Given exercise: Beginning with the line in which "Could you please put a dot on the water reflection" appears, transcribe each line word for word until the records end. Do not include pictures.

Given information:
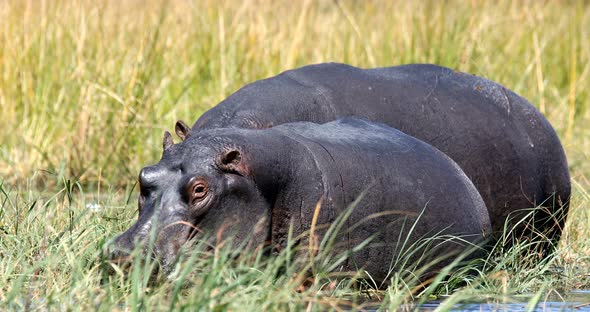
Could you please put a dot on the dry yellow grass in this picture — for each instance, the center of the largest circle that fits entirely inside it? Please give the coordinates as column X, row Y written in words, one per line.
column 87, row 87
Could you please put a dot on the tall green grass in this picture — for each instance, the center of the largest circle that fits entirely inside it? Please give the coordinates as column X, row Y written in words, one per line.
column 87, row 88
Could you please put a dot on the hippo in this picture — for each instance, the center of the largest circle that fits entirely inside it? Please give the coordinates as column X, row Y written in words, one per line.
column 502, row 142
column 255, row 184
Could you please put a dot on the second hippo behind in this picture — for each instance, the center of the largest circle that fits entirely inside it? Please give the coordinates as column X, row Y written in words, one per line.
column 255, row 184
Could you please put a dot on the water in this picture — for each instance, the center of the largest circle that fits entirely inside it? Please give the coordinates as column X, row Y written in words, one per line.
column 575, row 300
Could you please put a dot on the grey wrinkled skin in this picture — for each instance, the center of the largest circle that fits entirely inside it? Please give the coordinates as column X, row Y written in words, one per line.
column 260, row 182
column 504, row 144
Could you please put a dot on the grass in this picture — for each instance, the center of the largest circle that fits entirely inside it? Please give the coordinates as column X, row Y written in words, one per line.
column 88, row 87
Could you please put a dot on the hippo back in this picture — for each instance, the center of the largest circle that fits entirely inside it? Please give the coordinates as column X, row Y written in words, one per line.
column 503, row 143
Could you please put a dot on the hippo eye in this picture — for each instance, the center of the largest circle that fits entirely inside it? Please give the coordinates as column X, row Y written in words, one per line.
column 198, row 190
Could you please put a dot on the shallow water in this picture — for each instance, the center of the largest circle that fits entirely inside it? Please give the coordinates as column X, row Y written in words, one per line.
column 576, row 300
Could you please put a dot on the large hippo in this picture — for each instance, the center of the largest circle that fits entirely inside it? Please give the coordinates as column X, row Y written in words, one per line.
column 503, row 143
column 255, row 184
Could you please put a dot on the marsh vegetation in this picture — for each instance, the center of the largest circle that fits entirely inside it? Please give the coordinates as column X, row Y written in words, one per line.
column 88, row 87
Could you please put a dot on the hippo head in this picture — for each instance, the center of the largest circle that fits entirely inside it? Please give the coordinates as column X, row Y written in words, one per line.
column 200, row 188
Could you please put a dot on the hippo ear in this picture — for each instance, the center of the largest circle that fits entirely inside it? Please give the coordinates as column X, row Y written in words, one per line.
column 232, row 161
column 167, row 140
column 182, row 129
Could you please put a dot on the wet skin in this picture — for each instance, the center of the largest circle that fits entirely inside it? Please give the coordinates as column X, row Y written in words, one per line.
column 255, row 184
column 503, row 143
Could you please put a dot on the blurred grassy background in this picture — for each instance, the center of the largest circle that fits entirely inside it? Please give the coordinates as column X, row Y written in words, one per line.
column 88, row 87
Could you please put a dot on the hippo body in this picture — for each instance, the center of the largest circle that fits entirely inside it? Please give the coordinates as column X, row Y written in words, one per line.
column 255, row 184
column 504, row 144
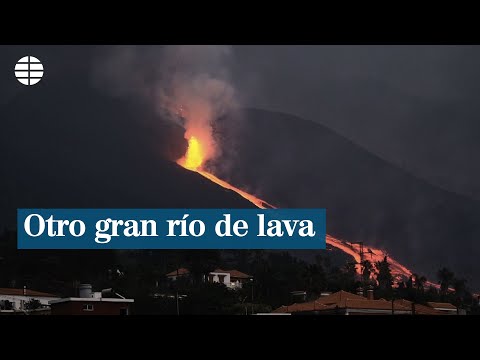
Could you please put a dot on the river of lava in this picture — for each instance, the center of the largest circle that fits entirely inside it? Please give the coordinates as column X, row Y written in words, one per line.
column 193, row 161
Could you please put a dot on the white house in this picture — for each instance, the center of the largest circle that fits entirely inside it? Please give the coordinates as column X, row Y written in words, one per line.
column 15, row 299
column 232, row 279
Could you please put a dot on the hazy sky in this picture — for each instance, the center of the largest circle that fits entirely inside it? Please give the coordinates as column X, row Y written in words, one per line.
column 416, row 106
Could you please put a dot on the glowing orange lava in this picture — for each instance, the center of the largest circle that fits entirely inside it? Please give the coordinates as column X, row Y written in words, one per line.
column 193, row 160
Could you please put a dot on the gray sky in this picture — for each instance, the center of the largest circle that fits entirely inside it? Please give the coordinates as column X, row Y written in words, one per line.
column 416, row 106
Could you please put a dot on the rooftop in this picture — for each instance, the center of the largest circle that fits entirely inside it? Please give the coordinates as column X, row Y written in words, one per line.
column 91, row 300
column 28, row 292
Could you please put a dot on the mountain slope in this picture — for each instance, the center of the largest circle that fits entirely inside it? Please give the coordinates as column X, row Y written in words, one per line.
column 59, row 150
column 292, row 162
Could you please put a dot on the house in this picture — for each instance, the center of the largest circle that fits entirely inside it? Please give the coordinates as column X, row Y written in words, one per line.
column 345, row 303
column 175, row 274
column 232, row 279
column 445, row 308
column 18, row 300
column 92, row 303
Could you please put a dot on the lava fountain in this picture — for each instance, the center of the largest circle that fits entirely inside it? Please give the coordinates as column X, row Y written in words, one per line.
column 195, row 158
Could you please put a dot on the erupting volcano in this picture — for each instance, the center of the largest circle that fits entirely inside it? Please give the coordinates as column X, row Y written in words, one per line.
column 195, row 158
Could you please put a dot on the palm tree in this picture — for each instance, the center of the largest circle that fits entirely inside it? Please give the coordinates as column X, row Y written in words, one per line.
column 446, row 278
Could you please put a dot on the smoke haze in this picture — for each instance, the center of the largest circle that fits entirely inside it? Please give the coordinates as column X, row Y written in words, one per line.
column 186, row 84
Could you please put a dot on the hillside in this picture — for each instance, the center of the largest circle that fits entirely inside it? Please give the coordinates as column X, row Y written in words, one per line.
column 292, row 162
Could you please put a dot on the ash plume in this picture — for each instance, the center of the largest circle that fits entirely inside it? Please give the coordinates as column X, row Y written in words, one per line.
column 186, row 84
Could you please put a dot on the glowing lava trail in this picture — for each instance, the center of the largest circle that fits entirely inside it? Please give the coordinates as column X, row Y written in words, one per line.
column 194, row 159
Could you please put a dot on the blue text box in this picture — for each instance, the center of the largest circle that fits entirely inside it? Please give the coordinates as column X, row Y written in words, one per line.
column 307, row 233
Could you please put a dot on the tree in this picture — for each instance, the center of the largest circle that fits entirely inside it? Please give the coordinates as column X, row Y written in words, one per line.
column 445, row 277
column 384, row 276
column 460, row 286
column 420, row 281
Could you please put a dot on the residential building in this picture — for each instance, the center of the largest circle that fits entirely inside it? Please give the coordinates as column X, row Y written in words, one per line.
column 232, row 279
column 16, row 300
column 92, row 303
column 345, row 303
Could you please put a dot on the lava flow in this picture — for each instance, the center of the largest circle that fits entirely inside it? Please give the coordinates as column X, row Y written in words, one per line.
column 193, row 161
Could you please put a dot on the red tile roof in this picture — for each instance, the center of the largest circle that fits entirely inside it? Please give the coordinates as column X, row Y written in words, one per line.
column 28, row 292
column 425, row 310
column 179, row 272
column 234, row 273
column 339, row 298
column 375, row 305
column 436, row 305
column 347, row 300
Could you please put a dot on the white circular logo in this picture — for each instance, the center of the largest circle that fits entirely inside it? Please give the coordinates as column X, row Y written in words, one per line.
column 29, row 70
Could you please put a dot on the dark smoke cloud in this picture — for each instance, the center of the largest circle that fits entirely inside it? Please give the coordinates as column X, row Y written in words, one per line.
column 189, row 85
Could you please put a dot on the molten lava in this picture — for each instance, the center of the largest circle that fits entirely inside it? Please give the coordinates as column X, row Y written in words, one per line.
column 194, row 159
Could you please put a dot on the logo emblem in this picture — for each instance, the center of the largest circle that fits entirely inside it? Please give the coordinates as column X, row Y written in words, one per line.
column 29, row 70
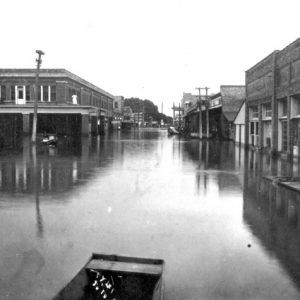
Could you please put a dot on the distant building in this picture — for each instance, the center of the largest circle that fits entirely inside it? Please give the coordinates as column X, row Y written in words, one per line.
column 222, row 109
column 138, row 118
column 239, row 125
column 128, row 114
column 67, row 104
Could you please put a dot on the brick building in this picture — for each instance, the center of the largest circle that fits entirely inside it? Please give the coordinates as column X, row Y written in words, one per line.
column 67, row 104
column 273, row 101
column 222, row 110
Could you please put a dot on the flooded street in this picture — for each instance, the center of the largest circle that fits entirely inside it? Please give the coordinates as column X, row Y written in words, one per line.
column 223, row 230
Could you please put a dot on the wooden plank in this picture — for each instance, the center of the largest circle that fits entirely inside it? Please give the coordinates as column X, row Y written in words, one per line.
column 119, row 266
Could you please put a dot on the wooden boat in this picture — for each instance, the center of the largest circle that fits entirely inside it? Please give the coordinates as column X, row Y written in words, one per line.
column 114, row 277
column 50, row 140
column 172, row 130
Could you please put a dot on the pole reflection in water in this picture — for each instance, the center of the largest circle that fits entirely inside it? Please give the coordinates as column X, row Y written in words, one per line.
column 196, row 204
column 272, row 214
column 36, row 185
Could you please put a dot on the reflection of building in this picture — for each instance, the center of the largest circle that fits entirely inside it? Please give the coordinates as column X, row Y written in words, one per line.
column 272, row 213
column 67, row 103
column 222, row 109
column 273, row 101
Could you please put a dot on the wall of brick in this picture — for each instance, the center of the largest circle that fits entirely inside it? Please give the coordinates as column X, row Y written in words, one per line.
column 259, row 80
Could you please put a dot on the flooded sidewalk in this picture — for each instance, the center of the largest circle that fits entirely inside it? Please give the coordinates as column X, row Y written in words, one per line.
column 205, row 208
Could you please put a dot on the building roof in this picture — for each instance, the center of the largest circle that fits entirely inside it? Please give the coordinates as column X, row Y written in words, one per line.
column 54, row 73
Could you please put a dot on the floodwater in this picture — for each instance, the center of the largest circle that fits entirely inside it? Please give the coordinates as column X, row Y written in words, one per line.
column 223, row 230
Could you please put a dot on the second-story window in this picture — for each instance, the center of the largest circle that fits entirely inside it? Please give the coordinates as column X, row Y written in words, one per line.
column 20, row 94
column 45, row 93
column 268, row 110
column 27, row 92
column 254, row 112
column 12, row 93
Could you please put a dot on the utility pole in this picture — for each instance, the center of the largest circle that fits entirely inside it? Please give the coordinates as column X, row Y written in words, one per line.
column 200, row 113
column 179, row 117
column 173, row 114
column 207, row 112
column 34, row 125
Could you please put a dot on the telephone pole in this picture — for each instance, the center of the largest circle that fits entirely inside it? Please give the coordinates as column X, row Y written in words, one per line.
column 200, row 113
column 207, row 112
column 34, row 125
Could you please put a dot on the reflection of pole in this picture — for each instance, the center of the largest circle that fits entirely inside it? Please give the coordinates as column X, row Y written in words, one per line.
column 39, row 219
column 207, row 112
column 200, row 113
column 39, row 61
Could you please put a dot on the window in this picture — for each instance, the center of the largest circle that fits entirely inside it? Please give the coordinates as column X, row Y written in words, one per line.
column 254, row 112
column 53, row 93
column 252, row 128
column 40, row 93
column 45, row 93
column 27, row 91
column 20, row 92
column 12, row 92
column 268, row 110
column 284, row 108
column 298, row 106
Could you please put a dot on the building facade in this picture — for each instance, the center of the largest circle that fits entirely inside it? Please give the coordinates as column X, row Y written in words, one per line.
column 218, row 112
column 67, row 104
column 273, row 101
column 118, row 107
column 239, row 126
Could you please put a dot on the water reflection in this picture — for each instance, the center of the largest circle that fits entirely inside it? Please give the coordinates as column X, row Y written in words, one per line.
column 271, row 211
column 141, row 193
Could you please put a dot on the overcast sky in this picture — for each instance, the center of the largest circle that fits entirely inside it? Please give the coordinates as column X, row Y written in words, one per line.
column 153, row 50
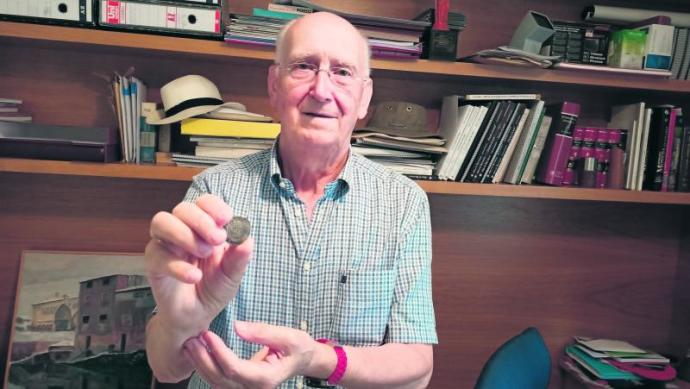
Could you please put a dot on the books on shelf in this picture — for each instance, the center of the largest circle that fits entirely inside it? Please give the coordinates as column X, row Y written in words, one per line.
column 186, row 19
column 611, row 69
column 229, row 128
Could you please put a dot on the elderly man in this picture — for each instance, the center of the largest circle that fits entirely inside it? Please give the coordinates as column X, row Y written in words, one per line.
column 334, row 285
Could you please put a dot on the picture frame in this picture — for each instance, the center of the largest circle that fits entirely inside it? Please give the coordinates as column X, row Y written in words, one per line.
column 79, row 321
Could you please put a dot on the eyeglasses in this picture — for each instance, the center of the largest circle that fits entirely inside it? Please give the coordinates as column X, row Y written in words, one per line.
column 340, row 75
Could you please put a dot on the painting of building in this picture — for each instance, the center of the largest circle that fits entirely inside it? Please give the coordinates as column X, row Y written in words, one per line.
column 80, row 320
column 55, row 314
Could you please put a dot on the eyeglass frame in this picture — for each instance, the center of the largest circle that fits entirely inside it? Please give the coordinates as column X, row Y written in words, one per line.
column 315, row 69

Response to the exercise:
Could you please put a dot on the water reflection in this picture — for each instance, the center of the largest circle that fits entirely inside it? Please give the coordinates as column X, row Y written in words, one per line.
column 271, row 211
column 141, row 193
Could you please put a dot on the overcast sky in this picture — for each instance, the center of the largest circle that fits entirely inside it? Please give the coordinates as column X, row Y written in words, one per line.
column 153, row 50
Could you please put a dot on the books on shelf in this picture — for each instance, the center of the largest circle that fits entirely inside it? Please give the coordinates as column X, row Y written in words, one per line.
column 186, row 19
column 611, row 69
column 229, row 128
Could you please put a dot on the elderly man in this picture — for each instance, the center of the largest circle that fits entirely inside it? Please give the coordinates as column X, row Y written in words, one per line.
column 334, row 285
Could you please put a dot on the picture frame in this picture — for each instance, the center of the largest circle that fits entirely inside it? Please give the coordinates as column X, row Y written in words, one per line.
column 79, row 321
Could you please put a dot on the eyeglasses in this picture — for each instance, the center of the largest circle that fits entirely inside it? Please give the coordinates as column X, row Y written in words, one per line.
column 340, row 75
Could you please put a dot on the painting of building in this picture — for each instance, the center of the largest circle that fits entirely inside it? Please give the coordinates as column X, row Y written in words, one per line.
column 80, row 320
column 55, row 314
Could you please put a dot on the eyeglass frame in this picture — for each instance, the center of the largest circle that fits entirely inside it? Please give the coordinates as column X, row Y written in words, one per line.
column 315, row 69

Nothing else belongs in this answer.